BEGIN RECORDED DATA

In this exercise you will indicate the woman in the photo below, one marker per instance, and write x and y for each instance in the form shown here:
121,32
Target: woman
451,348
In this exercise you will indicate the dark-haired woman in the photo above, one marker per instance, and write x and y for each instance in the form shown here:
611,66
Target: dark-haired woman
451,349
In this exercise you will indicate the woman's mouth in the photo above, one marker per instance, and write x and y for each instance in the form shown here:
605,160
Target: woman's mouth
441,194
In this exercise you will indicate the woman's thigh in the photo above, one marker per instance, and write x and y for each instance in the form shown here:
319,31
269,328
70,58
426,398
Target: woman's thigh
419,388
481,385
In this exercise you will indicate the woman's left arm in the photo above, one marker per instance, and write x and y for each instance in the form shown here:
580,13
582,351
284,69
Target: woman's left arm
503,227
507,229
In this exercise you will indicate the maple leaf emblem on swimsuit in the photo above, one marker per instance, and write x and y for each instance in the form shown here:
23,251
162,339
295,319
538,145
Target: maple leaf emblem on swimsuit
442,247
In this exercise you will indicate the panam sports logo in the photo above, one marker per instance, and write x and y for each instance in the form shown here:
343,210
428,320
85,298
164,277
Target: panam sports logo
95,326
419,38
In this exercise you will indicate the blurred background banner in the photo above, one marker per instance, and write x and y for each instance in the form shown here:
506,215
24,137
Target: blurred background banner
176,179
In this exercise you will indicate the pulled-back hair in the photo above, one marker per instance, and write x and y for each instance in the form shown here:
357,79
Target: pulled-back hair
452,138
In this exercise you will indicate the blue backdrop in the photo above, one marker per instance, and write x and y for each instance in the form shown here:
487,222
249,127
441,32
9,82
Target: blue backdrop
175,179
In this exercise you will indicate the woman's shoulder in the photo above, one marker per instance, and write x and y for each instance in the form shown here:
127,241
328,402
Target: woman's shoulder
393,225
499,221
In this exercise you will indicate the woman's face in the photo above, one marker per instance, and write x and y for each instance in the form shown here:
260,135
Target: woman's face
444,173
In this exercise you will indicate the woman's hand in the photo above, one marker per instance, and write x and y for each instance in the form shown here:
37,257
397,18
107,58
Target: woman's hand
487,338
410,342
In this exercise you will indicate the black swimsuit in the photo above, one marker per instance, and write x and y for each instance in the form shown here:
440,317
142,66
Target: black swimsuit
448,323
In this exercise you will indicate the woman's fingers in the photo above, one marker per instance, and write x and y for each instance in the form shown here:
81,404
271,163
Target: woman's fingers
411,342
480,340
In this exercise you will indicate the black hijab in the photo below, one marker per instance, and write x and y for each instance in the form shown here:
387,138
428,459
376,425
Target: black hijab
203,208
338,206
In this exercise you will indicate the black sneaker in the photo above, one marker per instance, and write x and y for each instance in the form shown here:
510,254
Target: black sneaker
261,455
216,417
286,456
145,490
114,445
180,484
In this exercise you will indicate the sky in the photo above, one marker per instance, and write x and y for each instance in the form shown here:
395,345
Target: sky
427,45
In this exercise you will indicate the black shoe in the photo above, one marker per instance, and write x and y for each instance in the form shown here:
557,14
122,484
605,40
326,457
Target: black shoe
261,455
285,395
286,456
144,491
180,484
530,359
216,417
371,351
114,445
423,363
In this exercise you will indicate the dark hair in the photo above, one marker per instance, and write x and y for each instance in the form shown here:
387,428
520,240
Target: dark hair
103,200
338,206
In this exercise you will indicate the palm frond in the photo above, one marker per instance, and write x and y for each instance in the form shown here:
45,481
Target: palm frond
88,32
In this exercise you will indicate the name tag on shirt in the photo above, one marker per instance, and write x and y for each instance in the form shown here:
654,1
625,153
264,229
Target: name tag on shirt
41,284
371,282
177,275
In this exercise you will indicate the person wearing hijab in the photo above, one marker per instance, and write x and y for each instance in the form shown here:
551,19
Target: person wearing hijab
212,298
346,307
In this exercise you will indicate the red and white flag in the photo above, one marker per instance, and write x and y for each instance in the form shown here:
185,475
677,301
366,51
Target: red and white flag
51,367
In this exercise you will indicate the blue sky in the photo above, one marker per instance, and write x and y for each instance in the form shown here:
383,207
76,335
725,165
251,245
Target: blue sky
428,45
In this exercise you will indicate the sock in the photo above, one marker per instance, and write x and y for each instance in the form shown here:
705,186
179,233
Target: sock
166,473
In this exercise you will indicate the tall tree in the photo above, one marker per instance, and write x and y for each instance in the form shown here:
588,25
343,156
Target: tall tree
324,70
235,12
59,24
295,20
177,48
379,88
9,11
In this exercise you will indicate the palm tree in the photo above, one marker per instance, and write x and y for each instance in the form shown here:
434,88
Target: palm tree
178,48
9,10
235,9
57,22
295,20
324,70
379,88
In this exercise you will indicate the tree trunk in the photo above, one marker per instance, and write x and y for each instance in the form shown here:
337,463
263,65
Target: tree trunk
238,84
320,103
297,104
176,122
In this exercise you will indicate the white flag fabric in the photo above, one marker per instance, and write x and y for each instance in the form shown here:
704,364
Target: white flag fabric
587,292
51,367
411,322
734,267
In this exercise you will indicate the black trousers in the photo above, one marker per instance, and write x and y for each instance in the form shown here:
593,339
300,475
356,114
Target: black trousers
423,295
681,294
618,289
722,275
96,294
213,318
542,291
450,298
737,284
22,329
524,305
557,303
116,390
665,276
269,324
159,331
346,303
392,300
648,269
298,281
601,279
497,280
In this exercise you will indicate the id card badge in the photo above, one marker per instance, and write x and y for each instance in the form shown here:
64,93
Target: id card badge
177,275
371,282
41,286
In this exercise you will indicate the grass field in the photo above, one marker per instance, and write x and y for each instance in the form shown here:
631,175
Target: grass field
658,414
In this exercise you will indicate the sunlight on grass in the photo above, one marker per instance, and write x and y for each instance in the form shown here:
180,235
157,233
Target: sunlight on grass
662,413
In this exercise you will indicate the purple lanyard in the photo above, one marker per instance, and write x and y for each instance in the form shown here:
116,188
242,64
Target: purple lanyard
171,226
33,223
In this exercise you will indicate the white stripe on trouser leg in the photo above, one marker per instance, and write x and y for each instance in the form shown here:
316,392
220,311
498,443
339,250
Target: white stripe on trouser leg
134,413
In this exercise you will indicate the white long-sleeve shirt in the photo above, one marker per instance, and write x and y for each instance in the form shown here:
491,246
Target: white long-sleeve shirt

END RECORDED DATA

EXERCISE INSTRUCTIONS:
Lines containing the word "sleeve" are to be pulled from the records and copied.

SOLUTION TO THIS PROBLEM:
In this exercise you will indicate the white long-sleeve shirt in the photo above, one marker per instance, and write x and y for each instance in the form shown here:
Target: white long-sleeve shirt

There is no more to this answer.